▼▼▼

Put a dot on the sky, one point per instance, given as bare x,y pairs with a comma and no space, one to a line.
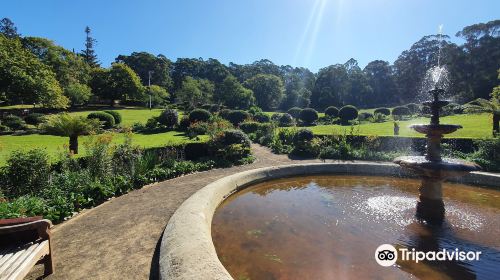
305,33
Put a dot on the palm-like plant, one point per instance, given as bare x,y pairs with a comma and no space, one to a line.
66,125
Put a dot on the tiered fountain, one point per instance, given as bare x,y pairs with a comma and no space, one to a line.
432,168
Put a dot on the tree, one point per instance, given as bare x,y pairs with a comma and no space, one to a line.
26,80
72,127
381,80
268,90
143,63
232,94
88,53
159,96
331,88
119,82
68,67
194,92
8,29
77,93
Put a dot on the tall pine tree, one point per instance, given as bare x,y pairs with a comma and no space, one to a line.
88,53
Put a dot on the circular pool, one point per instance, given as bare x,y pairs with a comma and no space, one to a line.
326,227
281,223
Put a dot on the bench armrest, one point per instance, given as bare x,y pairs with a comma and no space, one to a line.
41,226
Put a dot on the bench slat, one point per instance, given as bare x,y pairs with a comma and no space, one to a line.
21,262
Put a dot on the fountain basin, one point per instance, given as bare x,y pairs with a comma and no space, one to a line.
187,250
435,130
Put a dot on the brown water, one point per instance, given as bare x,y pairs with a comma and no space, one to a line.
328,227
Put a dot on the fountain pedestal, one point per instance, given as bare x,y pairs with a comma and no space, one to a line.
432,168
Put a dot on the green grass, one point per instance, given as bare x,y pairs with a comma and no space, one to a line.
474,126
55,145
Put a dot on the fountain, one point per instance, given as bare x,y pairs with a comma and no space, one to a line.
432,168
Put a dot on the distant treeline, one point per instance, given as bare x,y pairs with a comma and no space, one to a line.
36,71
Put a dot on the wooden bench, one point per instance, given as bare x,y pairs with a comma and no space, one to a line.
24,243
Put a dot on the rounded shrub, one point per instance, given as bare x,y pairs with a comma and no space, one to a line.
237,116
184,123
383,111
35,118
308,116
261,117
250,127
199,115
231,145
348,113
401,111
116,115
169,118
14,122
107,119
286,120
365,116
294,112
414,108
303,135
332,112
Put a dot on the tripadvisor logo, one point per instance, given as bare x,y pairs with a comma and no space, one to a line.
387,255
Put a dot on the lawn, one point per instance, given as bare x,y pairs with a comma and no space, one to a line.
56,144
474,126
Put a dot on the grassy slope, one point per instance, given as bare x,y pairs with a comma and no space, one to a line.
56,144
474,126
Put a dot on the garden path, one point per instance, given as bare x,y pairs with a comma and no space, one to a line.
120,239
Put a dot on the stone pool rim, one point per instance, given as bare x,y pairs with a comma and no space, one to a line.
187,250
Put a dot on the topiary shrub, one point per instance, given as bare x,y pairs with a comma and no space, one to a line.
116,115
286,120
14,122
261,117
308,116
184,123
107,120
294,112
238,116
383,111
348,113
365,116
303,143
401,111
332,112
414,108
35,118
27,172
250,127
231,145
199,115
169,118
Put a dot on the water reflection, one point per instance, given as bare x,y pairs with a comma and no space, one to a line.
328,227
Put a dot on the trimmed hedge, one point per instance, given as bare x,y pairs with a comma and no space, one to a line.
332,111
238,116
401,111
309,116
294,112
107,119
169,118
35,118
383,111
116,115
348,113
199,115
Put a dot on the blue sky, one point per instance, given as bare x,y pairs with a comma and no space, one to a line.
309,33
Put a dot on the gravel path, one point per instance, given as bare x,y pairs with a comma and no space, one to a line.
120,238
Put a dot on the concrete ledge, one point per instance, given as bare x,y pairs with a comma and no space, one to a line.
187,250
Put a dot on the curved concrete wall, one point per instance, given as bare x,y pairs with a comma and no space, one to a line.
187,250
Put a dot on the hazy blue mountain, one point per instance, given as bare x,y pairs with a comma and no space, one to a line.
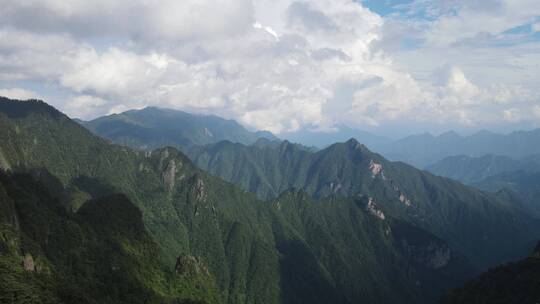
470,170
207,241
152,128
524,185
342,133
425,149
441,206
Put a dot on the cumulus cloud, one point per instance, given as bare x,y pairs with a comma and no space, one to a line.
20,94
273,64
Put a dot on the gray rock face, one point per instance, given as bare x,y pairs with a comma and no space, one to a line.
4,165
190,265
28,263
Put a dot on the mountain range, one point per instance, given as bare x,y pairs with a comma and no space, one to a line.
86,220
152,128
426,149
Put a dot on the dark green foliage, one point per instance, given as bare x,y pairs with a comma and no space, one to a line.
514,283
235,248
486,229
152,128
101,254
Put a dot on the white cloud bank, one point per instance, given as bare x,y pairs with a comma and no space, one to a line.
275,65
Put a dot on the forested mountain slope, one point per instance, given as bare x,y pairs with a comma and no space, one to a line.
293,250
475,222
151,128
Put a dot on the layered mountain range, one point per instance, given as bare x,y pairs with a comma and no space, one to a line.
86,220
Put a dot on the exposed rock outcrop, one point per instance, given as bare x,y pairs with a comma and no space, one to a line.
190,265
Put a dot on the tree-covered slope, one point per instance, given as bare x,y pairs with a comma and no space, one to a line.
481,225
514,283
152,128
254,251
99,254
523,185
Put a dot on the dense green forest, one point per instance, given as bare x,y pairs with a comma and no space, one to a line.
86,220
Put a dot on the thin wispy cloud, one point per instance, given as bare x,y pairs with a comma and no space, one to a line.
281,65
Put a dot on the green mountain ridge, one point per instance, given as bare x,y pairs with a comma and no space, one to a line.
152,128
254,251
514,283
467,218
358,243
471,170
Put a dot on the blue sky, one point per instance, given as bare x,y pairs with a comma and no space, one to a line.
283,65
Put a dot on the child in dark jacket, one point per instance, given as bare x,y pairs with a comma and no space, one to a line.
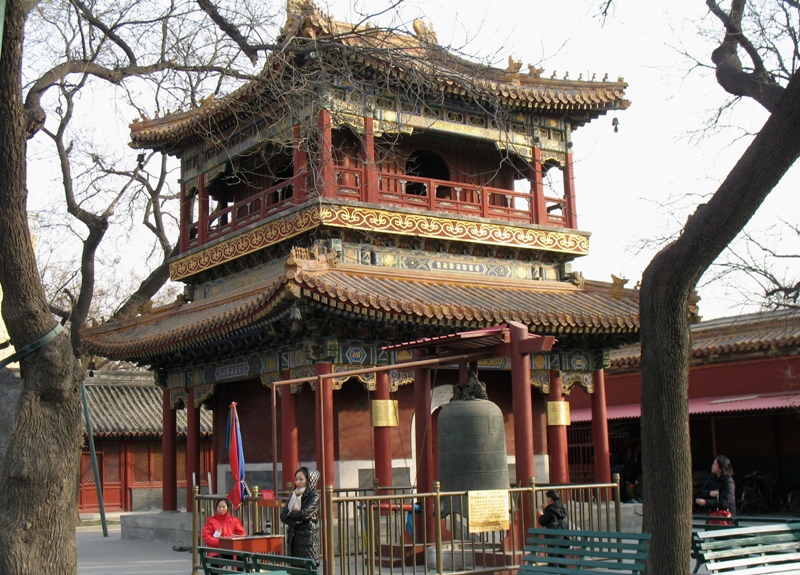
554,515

▲▲▲
▼▼▼

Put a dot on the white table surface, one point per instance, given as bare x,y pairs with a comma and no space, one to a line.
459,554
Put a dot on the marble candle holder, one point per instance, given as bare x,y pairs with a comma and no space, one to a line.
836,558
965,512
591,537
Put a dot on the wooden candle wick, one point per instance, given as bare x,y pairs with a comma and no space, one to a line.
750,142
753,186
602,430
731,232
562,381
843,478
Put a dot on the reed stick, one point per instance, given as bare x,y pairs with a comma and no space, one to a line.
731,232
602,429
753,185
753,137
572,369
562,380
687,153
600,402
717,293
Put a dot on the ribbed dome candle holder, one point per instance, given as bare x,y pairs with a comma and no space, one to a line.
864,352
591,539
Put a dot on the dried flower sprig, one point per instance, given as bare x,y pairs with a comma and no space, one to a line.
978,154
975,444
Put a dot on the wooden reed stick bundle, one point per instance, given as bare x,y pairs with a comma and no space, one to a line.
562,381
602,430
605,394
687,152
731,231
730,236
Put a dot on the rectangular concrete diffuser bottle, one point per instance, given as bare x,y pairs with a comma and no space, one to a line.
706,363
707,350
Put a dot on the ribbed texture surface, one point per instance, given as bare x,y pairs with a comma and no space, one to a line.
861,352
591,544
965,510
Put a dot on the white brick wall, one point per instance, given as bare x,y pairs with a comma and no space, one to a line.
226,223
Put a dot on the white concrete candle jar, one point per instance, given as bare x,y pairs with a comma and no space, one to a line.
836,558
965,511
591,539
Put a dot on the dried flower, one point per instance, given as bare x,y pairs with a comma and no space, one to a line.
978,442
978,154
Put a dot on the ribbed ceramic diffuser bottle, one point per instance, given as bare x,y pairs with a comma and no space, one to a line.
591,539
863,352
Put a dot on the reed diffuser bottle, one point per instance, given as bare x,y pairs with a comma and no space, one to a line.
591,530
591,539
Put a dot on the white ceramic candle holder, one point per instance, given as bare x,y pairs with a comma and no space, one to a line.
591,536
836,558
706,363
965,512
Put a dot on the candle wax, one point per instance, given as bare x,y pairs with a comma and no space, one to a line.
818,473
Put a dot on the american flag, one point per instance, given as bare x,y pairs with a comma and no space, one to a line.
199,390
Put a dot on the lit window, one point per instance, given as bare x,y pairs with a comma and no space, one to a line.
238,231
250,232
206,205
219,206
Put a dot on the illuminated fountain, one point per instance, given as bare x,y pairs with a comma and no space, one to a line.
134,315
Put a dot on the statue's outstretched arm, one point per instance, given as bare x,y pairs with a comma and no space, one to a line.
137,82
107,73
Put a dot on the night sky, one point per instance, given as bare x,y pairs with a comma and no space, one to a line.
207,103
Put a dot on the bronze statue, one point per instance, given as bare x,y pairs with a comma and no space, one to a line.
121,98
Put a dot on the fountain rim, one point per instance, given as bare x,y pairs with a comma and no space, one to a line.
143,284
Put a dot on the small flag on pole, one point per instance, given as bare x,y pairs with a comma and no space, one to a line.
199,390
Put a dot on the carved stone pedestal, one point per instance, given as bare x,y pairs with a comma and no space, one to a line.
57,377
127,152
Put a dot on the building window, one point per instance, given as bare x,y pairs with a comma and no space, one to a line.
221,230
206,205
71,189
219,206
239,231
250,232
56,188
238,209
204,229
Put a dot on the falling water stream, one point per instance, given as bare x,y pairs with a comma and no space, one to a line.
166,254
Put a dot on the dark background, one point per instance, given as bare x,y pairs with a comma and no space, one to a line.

▲▲▲

▸ **THE TASK**
Gather every line of the records that contains the word "white", and copy each such line out in full. Treat case as significant.

▸ **PROBLEM SOLUTION**
Put a dot on the white cloud bank, one point per instance, given as bare x,y pairs with a comma and no space, one to a line.
Put a dot on the white table surface, one point per instance, given as bare x,y pairs with a comma and no space, one to a line.
Put a dot on the white brick wall, one point per instance, given as bare x,y pairs with a comma and no space, one to a line.
Put a dot on the white concrete candle jar, one point per instance, given as bare x,y pairs with a comma and no space, one to a line.
Put a dot on the white ceramic candle holder, one point per instance, given as bare x,y pairs with a comma and no space, one to a line.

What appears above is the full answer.